Your goal: Scale the records that start with the line containing "Would you say any bare" and go on through the line containing "[334,109,421,177]". Copy the requests unchanged, multiply every box coordinate in the answers by 2.1, round each to a whole number with halves going up, and return only those lines.

==== Given records ====

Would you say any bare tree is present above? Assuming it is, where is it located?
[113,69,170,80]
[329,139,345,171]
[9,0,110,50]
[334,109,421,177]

====
==== Given records ====

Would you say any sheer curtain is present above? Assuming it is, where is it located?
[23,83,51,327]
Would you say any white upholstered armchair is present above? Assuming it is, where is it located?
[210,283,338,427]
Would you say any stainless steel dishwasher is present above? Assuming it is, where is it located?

====

Written response:
Would you say any bare tree is present above? Assuming it is, where is it located?
[237,145,357,168]
[691,292,725,359]
[19,0,231,105]
[701,229,884,372]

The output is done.